#### Selected text:
Sounds - Usa September- 1984

WAR BLIMEY

Interview taken by Sandy Robertson

The hit movie of the summer in the USA has been Gremlins, a Spielberg production about a small furry creature that reveals hidden brutalities throbbing 'neath its cute exterior. Watching it in the sleazoid depths of a times Square pit in the heart of New York I mused on the possibility that I might profitably mention that Manowar, the band I was there to interrogate, sweet-talk or just plain hang-out with, are kinda like them gremlins in reverse: brutal boys with hearts of fur; nice guys with the humour (oft missed by crits) and the chops to deliver what the fans, rather than the hacks or the media, desire in their fevered dreams. Well there, I said it! Like it or lump it, Manowar's claims about being real HM-ers who don't fool with that ersatz trash are true. And as Alice said, you're all humanary stew, if you don't pledge allegiance too... I've known all that saw 'em devastate a small but wild audience in our own Brum some time back. Hard to please, those punters. So here I am on the corner of an upmarket part of Manhattan. Madison Avenue, is it? Ross The Boss, he of The Dictators and Shakin' Street and the fast-fingered frets, is lounging on a hydrant awaiting my arrival, looking slim. Say, didn't ya useta be ... er, plump?
"Husky, Sandy," he chuckles, "just husky."
And up the stairs to the devastated ruin of one of the most exclusive leather stores in the city. Somebody up above likes Manowar; their new stage clothes were among the few items missed by the fire and the foam. Bassist Joey DeMaio is standing barefoot amid dirt, dust, glass and sadly ravaged whole leopard skins as the French proprietor flits around in an effort to perfect one of his outfits.

#### Goals:
a: Answer these questions about the Manowar interview:
(i) Who took the interview?
(ii) What was Ross The Boss lounging on while he waited?
(iii) What were among the few items missed by the fire and the foam?
b: Rename "leopard skins" to "zebra hides" in the Manowar interview and give the passage again, starting at "And up the stairs" and ending at "of his outfits.".
The rows after this point are separate material and have no connection to the interview.

Region labeling entries:
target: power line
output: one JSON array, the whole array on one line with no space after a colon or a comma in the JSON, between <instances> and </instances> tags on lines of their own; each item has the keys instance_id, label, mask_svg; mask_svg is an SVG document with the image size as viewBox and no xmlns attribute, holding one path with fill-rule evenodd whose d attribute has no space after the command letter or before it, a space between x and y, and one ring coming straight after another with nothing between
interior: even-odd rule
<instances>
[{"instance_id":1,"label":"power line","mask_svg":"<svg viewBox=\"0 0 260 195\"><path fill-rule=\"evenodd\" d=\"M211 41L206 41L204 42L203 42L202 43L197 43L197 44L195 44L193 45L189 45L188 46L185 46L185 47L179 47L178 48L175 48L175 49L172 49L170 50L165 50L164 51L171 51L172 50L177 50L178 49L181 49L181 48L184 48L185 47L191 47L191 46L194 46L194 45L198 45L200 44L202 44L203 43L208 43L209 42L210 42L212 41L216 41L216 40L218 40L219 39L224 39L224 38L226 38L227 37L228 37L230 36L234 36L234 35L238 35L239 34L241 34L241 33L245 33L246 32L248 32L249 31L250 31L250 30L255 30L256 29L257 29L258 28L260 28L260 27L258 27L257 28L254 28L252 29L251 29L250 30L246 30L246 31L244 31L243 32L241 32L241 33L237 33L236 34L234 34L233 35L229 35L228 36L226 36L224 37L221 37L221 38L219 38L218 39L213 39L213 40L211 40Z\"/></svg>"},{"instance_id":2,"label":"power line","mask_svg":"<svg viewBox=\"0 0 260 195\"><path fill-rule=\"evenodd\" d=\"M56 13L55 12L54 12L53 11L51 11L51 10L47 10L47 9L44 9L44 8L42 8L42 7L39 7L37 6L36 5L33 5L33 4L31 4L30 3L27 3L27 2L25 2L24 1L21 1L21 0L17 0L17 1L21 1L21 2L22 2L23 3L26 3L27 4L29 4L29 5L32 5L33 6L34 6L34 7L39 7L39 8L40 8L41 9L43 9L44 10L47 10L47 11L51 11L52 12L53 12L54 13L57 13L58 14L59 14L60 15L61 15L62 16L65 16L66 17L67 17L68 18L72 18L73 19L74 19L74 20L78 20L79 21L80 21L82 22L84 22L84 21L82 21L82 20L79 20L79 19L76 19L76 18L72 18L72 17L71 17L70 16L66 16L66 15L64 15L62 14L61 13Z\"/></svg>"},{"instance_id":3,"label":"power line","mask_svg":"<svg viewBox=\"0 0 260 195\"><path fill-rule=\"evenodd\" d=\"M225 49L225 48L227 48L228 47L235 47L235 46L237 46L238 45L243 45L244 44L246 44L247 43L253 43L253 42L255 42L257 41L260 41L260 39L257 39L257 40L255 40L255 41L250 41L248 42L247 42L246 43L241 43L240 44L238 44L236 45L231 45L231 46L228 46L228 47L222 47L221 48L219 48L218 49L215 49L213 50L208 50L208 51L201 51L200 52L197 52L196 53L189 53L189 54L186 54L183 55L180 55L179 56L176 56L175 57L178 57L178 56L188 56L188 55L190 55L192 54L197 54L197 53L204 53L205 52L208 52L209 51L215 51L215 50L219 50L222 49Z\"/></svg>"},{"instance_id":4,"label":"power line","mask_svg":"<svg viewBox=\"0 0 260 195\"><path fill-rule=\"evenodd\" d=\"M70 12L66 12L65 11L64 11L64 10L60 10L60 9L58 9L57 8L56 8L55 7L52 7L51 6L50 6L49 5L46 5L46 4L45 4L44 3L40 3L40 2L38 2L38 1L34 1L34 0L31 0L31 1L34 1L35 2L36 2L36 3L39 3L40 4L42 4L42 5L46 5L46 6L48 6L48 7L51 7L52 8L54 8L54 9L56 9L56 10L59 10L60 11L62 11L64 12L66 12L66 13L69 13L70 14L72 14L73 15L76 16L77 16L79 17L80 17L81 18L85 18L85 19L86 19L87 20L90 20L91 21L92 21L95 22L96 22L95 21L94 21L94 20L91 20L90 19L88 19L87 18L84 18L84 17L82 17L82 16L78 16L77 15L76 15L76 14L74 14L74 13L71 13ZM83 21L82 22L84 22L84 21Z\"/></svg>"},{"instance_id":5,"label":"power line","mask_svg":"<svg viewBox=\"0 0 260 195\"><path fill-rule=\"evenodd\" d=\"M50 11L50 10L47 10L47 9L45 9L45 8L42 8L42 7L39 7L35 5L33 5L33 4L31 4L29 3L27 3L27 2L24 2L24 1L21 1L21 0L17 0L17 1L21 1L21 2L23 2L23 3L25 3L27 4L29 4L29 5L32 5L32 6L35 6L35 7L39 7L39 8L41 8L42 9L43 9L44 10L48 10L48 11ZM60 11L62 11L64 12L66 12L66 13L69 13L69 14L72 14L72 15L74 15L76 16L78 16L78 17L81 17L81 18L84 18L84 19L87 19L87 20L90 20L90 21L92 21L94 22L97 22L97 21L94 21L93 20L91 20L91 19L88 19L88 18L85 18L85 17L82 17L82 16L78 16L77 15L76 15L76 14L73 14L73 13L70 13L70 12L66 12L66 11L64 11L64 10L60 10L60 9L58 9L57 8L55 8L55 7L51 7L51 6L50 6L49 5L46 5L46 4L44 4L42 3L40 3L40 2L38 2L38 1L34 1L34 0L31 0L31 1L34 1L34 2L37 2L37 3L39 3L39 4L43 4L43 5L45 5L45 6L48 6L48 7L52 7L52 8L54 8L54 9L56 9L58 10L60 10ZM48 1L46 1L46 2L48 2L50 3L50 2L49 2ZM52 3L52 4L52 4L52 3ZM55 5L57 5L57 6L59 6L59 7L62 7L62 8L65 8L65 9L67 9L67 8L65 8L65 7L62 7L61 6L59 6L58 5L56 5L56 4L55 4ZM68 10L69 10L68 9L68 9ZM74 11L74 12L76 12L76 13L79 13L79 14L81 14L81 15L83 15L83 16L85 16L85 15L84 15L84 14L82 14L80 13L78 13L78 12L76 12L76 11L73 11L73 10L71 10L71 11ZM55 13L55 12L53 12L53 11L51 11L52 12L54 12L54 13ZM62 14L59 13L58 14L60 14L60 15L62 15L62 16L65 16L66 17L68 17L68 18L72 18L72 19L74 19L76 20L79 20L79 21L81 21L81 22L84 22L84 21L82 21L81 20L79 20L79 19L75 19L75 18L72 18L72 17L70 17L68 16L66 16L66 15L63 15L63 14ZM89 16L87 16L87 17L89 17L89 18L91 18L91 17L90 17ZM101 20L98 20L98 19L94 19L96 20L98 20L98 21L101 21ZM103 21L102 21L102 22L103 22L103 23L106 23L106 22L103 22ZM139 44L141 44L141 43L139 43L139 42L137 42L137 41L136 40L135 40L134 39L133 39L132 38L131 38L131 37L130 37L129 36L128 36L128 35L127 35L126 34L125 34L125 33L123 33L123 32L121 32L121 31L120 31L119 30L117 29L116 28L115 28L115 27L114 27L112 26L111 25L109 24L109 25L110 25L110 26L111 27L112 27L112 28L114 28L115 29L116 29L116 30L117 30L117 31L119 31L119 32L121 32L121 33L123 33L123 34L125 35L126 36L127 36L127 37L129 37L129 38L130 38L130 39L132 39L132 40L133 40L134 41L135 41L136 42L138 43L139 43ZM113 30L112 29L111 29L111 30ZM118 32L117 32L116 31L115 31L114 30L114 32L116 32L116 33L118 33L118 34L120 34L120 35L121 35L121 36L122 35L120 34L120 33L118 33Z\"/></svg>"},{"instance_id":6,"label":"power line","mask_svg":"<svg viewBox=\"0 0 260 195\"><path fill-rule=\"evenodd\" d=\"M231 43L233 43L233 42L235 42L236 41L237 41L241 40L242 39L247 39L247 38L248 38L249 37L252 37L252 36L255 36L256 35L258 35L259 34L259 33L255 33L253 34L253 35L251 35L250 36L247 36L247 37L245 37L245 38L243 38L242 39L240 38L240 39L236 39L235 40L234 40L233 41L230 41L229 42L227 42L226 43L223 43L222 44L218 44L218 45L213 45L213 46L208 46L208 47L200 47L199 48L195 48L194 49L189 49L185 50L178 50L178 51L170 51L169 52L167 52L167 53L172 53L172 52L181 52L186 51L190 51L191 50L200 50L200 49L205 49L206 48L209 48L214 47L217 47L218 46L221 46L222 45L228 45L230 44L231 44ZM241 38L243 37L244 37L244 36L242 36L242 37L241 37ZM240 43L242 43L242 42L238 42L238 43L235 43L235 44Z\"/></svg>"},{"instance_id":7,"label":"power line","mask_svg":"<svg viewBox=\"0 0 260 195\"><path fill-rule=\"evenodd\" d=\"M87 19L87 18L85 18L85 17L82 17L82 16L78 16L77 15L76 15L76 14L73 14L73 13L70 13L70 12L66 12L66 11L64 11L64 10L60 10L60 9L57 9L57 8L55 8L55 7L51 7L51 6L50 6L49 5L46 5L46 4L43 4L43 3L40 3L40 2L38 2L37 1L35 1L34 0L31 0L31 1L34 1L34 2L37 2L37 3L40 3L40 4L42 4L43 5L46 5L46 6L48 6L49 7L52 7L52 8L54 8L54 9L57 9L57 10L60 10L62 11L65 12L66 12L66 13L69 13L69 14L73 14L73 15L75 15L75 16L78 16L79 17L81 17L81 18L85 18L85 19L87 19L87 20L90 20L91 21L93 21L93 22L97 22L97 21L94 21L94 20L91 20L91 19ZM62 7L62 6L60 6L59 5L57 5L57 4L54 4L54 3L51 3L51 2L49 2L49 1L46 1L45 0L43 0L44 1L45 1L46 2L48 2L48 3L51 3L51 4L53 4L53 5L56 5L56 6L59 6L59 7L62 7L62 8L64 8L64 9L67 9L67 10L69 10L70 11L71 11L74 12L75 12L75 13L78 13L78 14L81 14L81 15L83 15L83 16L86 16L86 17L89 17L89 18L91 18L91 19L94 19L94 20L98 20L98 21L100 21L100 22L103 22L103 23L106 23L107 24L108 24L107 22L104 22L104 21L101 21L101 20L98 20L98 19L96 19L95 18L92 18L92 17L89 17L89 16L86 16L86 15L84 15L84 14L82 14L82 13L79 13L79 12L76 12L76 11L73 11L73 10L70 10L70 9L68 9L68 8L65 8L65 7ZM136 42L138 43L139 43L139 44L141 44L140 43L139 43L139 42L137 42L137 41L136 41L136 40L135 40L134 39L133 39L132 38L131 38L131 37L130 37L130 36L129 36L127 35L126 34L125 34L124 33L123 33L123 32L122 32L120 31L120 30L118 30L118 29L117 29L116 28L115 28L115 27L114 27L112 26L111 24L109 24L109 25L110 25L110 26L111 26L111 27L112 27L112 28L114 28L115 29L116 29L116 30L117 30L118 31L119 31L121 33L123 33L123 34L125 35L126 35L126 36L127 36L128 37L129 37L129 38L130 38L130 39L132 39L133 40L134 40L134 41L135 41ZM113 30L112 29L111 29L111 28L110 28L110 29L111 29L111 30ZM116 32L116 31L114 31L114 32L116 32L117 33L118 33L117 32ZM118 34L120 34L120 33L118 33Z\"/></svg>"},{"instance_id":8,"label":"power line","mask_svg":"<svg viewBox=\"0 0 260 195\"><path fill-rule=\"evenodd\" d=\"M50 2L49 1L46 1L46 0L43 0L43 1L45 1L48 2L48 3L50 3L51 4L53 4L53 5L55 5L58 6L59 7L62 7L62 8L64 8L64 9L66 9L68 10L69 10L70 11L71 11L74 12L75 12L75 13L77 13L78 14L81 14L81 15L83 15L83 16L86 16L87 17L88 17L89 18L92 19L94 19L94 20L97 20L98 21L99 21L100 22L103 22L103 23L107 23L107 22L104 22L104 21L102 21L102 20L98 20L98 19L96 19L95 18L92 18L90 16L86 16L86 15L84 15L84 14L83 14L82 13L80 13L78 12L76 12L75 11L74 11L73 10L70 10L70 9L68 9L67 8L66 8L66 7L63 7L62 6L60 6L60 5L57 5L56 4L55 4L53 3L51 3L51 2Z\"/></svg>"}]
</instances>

#### Answers for the tasks:
a:
(i) Sandy Robertson
(ii) A hydrant
(iii) Manowar's new stage clothes

b:
And up the stairs to the devastated ruin of one of the most exclusive leather stores in the city. Somebody up above likes Manowar; their new stage clothes were among the few items missed by the fire and the foam. Bassist Joey DeMaio is standing barefoot amid dirt, dust, glass and sadly ravaged whole zebra hides as the French proprietor flits around in an effort to perfect one of his outfits.